ACTION ITEM:
Which lines of the listing hold the string "stone"? Copy those lines.

*** DATA SHOWN Section Begins ***

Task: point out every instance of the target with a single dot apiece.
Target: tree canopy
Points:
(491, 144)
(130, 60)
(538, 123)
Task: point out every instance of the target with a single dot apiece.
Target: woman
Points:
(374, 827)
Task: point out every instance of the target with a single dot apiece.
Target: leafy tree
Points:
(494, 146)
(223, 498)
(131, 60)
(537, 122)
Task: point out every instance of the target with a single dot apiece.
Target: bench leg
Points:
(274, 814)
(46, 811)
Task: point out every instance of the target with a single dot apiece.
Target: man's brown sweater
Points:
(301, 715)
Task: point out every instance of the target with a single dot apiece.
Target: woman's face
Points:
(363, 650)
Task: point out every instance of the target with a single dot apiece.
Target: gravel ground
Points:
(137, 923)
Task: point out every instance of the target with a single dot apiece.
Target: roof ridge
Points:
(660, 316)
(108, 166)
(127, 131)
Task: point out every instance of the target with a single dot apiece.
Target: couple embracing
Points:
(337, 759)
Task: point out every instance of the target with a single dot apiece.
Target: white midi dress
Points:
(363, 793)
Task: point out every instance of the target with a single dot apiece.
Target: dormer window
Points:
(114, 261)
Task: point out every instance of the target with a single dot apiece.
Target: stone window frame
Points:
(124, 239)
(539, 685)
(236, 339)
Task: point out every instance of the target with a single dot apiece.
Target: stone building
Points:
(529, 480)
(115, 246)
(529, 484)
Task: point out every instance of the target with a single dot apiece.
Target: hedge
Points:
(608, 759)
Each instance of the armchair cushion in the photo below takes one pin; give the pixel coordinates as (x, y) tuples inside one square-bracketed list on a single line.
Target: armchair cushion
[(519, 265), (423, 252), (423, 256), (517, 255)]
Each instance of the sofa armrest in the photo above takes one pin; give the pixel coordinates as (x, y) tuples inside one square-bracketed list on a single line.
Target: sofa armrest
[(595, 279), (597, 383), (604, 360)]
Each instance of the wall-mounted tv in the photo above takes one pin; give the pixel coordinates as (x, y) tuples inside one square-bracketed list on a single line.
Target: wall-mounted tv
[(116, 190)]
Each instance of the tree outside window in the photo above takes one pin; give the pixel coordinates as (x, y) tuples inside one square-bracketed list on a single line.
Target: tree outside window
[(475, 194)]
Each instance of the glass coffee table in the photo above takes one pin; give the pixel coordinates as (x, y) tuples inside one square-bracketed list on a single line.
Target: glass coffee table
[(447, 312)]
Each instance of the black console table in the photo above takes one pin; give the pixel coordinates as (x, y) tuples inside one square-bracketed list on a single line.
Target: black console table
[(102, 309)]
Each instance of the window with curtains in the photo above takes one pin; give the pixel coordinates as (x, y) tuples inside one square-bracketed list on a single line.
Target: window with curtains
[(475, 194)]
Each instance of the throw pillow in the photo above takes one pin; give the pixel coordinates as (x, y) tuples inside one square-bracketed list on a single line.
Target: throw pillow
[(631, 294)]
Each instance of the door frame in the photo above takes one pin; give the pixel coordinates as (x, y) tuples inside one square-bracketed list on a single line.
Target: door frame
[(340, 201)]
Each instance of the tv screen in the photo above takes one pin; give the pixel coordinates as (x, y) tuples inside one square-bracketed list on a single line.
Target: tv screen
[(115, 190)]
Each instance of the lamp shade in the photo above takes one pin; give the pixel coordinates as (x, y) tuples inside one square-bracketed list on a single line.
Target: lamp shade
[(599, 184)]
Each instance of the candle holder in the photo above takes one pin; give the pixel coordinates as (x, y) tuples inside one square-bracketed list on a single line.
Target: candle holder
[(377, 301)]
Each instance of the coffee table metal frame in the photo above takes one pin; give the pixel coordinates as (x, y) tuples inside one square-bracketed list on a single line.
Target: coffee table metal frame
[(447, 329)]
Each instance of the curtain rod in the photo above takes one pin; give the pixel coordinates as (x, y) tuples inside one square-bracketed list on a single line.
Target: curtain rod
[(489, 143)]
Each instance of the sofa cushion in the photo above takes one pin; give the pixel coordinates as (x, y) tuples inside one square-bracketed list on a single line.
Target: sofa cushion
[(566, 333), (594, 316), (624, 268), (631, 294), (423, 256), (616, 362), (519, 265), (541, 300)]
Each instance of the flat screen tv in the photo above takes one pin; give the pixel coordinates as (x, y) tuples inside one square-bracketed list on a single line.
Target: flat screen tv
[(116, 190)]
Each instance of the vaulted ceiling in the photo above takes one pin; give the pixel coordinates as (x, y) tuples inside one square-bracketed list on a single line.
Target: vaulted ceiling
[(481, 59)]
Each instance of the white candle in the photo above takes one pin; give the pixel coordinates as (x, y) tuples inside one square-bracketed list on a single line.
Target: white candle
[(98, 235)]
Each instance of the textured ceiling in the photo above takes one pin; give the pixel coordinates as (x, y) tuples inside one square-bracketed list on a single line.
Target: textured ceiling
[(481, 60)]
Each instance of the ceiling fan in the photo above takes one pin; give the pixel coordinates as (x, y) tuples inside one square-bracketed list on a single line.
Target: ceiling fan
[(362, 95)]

*** DATA SHOWN Section Ends ***
*** DATA SHOWN Section Begins ***

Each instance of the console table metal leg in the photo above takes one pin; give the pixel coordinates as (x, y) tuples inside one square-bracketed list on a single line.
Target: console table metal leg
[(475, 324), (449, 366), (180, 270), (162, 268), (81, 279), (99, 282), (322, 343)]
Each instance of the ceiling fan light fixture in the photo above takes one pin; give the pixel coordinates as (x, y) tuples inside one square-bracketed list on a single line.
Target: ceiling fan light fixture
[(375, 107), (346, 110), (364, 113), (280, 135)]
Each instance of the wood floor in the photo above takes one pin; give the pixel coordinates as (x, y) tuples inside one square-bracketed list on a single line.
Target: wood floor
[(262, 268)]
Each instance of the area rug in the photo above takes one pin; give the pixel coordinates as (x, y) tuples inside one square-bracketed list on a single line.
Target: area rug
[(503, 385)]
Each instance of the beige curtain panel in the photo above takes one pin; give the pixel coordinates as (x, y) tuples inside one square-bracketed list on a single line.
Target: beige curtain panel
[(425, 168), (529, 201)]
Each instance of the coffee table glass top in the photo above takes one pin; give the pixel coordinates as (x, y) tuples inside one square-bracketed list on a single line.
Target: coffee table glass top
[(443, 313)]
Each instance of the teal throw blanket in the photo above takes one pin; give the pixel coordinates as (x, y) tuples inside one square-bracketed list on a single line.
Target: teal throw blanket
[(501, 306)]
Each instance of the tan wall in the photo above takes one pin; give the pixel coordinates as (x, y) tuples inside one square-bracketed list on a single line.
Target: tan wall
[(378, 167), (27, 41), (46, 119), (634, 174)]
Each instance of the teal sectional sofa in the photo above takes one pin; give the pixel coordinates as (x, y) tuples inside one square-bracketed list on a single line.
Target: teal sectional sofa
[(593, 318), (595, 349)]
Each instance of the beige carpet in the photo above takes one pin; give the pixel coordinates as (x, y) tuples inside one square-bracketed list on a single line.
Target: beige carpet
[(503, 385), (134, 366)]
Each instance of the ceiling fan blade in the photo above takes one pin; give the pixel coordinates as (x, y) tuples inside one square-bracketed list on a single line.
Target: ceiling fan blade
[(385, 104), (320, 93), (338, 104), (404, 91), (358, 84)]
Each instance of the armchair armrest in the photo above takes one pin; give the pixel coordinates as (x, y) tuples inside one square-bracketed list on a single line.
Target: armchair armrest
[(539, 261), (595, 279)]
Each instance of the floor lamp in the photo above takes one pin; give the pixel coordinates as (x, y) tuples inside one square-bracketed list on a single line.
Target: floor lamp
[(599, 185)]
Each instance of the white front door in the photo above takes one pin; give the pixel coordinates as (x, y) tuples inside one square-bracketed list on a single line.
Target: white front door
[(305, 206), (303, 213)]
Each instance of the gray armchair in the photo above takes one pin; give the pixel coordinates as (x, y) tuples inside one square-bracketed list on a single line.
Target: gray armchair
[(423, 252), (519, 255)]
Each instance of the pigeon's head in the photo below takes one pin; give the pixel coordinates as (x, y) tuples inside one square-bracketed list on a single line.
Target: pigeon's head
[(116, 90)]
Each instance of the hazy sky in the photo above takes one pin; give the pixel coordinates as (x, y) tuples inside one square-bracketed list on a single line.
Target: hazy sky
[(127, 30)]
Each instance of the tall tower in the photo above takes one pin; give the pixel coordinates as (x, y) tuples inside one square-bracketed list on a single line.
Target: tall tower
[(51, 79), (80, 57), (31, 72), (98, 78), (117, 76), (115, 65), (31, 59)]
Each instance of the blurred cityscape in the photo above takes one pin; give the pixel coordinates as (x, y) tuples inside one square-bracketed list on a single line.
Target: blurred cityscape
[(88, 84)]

*** DATA SHOWN Section Ends ***
*** DATA SHOWN Section Begins ***

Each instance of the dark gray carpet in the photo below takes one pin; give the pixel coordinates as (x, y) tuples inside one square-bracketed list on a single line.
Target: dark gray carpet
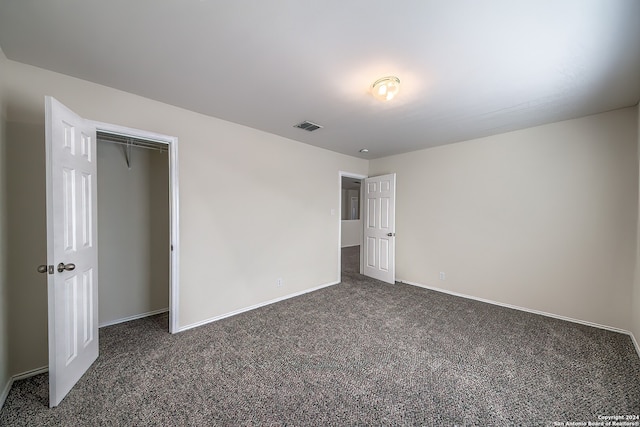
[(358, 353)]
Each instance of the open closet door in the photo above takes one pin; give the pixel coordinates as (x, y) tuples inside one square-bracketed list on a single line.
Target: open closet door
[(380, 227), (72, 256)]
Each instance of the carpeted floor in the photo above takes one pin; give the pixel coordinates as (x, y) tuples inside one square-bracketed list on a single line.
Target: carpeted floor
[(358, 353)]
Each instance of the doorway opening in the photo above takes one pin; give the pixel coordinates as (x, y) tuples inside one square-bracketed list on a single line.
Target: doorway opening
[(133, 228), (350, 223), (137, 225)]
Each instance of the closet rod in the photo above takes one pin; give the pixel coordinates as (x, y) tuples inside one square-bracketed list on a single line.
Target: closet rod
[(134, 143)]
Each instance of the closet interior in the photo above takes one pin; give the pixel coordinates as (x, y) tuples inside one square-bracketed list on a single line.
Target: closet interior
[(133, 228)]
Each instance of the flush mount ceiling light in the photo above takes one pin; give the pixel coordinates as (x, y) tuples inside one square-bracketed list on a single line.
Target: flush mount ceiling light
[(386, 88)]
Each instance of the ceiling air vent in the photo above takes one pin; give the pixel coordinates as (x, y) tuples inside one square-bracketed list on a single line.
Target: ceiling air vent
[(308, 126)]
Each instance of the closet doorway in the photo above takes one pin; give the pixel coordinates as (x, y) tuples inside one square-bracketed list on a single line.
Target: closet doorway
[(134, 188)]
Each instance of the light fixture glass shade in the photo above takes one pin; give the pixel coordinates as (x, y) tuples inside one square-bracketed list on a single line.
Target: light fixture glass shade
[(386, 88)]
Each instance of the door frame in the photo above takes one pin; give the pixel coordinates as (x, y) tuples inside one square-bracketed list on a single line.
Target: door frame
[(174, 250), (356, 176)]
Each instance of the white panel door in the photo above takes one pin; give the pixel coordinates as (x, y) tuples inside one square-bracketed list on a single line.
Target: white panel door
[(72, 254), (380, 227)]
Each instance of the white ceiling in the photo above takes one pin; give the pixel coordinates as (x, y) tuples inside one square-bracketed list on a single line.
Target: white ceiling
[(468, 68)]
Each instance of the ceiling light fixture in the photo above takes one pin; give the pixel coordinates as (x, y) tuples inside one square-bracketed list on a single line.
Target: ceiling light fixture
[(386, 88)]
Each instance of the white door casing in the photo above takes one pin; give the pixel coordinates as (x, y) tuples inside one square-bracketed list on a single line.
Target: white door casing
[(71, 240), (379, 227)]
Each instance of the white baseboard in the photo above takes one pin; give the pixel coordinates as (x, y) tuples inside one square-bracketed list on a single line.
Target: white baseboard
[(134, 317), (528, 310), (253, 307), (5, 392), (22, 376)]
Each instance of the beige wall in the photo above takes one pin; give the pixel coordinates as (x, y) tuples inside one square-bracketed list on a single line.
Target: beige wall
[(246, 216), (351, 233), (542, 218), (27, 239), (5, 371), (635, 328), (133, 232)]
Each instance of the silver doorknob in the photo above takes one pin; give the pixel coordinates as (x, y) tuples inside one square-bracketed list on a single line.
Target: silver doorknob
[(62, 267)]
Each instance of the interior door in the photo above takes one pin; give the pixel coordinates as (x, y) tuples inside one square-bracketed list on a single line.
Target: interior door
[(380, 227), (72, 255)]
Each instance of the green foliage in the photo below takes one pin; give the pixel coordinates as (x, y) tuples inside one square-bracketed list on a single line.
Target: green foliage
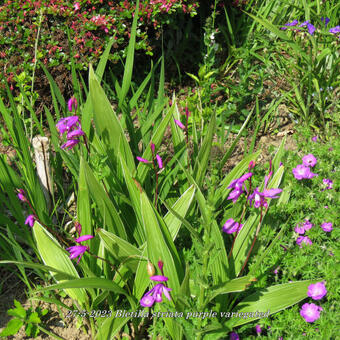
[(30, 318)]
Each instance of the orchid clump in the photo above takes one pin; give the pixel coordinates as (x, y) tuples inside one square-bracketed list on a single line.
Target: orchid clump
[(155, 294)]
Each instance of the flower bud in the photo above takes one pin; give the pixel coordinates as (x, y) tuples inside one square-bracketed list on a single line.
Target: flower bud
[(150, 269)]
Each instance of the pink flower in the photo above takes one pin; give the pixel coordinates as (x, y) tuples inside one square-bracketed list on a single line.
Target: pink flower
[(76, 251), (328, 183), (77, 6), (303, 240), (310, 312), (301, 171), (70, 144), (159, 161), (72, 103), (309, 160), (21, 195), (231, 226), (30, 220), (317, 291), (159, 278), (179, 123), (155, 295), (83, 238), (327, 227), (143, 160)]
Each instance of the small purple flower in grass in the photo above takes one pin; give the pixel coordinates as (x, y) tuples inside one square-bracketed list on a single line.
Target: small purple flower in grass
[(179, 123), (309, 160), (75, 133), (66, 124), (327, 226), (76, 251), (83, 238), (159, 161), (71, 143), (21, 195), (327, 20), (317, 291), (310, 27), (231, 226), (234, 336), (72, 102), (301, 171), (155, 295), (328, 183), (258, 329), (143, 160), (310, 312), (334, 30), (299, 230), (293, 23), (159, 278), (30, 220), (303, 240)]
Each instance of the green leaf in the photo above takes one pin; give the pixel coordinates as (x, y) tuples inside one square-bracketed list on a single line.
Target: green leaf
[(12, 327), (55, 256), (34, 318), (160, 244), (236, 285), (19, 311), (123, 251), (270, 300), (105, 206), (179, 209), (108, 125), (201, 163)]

*** DATA SHOWN Section Ends ***

RESPONSE BOX:
Target: stone window frame
Target: stone building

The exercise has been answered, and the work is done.